### LISTED ENTRIES

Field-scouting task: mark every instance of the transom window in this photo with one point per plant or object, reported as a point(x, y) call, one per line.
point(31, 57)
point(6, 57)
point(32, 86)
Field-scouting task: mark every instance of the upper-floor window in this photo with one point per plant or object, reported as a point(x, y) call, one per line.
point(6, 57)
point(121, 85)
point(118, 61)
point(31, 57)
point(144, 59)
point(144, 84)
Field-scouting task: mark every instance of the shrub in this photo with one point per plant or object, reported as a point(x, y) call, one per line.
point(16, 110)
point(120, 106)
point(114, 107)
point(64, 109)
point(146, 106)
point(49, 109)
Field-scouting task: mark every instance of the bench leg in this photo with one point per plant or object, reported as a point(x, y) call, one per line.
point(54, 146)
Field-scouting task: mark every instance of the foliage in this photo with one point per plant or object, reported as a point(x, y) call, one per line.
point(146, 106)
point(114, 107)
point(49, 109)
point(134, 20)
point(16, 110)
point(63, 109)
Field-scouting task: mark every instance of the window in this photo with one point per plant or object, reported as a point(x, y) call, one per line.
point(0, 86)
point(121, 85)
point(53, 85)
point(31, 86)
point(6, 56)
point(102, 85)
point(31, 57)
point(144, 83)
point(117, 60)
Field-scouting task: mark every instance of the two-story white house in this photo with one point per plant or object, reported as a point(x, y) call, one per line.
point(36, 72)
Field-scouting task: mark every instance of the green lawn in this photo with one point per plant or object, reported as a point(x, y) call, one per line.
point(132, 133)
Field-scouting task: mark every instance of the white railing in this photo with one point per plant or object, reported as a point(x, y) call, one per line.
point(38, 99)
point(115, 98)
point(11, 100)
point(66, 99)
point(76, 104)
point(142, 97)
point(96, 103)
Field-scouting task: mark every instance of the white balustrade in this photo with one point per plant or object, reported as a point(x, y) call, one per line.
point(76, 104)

### PROBLEM TO SOLVE
The output should consist only of the lines from the one with "Field-scouting task: mark every instance of the white balustrade" through the final line of the records above, exactly.

### RESULT OF THIS TASK
Field-scouting task: mark every instance of the white balustrade in this photo with one point per plant or object, reported as a point(x, y) call, one per line.
point(76, 104)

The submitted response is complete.